begin

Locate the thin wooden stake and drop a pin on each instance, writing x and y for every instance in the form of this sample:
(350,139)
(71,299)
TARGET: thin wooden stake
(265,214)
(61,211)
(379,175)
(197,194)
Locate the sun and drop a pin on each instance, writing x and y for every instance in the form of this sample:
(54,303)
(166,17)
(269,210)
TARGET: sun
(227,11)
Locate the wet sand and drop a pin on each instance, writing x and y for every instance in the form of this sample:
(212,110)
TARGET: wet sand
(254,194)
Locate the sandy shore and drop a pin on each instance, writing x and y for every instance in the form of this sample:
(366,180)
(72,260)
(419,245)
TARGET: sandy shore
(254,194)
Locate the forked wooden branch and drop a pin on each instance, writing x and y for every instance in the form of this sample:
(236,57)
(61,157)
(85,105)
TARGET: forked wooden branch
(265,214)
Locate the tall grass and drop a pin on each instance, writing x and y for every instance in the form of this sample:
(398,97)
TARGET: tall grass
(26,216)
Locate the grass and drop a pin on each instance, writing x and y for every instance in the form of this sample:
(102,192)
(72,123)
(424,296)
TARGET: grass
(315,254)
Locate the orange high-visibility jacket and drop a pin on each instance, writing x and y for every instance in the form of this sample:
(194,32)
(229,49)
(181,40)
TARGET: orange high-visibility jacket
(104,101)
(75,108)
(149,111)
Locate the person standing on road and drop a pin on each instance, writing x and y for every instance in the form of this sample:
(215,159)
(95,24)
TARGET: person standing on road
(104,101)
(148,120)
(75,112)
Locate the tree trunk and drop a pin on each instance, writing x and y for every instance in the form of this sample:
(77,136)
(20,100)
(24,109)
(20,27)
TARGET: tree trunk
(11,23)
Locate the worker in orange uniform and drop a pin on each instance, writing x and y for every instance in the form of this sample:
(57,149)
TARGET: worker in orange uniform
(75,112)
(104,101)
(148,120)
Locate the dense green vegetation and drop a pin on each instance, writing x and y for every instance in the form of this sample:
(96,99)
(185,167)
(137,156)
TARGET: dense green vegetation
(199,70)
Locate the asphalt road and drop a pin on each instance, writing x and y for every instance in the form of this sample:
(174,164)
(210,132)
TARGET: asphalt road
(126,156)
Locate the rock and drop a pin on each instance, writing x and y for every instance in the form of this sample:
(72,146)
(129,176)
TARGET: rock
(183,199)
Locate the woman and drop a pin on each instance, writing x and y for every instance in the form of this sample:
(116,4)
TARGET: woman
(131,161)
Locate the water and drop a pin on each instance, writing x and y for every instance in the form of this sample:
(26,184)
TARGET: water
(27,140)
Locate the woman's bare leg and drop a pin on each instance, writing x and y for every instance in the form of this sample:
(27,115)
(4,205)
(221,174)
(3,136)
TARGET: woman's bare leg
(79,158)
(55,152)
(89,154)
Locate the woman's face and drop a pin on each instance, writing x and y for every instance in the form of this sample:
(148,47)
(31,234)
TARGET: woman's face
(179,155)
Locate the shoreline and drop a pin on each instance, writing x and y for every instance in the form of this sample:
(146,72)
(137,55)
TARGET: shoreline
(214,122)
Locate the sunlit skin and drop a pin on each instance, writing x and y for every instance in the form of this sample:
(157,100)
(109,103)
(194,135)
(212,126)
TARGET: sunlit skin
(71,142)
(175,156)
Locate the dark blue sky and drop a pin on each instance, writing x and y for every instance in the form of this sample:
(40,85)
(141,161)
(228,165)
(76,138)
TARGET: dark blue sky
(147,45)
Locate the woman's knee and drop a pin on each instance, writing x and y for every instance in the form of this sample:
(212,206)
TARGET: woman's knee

end

* **Exercise details**: Convert every line of the entries above into a numbered list, leaving out any blank lines.

* **Exercise answer**:
1. Locate the thin wooden stake and drop a pin on each instance, writing x and y for every instance in the form of this sample:
2. (350,139)
3. (71,299)
4. TARGET: thin wooden stake
5. (265,214)
6. (61,211)
7. (379,175)
8. (197,194)
9. Locate the sun and drop a pin on each instance, writing x and y for every instance in the form of this sample:
10. (54,303)
11. (166,17)
12. (269,210)
13. TARGET: sun
14. (227,11)
15. Locate the wet sand and drop a pin on each instance, writing x and y for every instance in the form of this sample:
16. (212,110)
17. TARGET: wet sand
18. (254,194)
19. Locate the sandy shore and drop a pin on each instance, writing x and y for every instance in the form of this sample:
20. (366,180)
21. (72,260)
22. (419,245)
23. TARGET: sandy shore
24. (254,194)
25. Locate the forked wooden branch and drop a pin on each instance, writing x and y for every instance in the form of this sample:
26. (236,57)
27. (61,157)
28. (85,105)
29. TARGET: forked wooden branch
30. (265,214)
31. Locate the tall grass and drop a pin on each instance, writing x and y for every instance in the form of this sample:
32. (398,97)
33. TARGET: tall grass
34. (26,216)
35. Locate the grass and drop a pin on each instance, writing x and y for every instance in the form of this sample:
36. (102,192)
37. (72,123)
38. (424,296)
39. TARGET: grass
40. (315,254)
41. Locate the orange high-visibility jacket and drop a pin on each instance, writing x and y for every instance in the form of this sample:
42. (194,32)
43. (229,49)
44. (181,40)
45. TARGET: orange high-visibility jacket
46. (104,101)
47. (75,108)
48. (149,111)
49. Locate the person standing on road and drop a pin on each instance, writing x and y for every instance in the form of this sample:
50. (215,159)
51. (95,24)
52. TARGET: person standing on road
53. (104,101)
54. (148,120)
55. (75,112)
56. Locate the tree trunk and drop a pin on each instance, writing x and y for every instance in the form of this sample:
57. (77,136)
58. (20,100)
59. (24,109)
60. (20,27)
61. TARGET: tree trunk
62. (11,23)
63. Locate the worker in orange uniform and drop a pin on each instance, writing x and y for every instance in the form of this sample:
64. (57,149)
65. TARGET: worker in orange uniform
66. (75,112)
67. (104,101)
68. (148,120)
69. Locate the dense green vegetation and drop a pin on each instance, writing x and y for every instance in the form of this sample:
70. (96,99)
71. (185,167)
72. (137,156)
73. TARGET: dense green vegetation
74. (199,70)
75. Locate the asphalt road and drop a pin on each instance, writing x and y for every instance in the form of this sample:
76. (174,164)
77. (210,132)
78. TARGET: asphalt road
79. (126,156)
80. Locate the rock and drop a pin on each instance, writing x and y for every instance in the form of this sample:
81. (72,146)
82. (129,176)
83. TARGET: rock
84. (183,199)
85. Locate the woman and drop a pin on each instance, writing x and y for every instance in the form of this sample:
86. (116,4)
87. TARGET: woman
88. (131,161)
89. Locate the water and drop a pin on each instance, writing x and y for every instance in the form of this sample:
90. (26,184)
91. TARGET: water
92. (27,140)
93. Locate the woman's bare leg and drop a pin on each instance, writing x and y for every instance in the form of this sample:
94. (27,115)
95. (4,205)
96. (221,174)
97. (3,136)
98. TARGET: woman's bare leg
99. (79,158)
100. (55,152)
101. (89,154)
102. Locate the woman's face and drop a pin on each instance, writing x and y for every instance in the form of this sample:
103. (148,47)
104. (31,234)
105. TARGET: woman's face
106. (179,155)
107. Locate the shoreline and drop a pin on each instance, writing x and y for every instance in the form of this sample:
108. (146,72)
109. (137,55)
110. TARGET: shoreline
111. (214,122)
112. Locate the sunlit skin and drop a pin on each instance, writing x and y for every instance in the form of this sample:
113. (157,100)
114. (109,103)
115. (194,135)
116. (212,126)
117. TARGET: sunlit skin
118. (71,142)
119. (175,156)
120. Locate the dark blue sky and drop a pin on each instance, writing x and y for every instance in the form of this sample:
121. (40,85)
122. (141,161)
123. (228,165)
124. (76,138)
125. TARGET: dark blue sky
126. (147,45)
127. Locate the woman's knee and drop a pin on each instance, writing x and y for every instance in the form of this sample:
128. (212,206)
129. TARGET: woman's knee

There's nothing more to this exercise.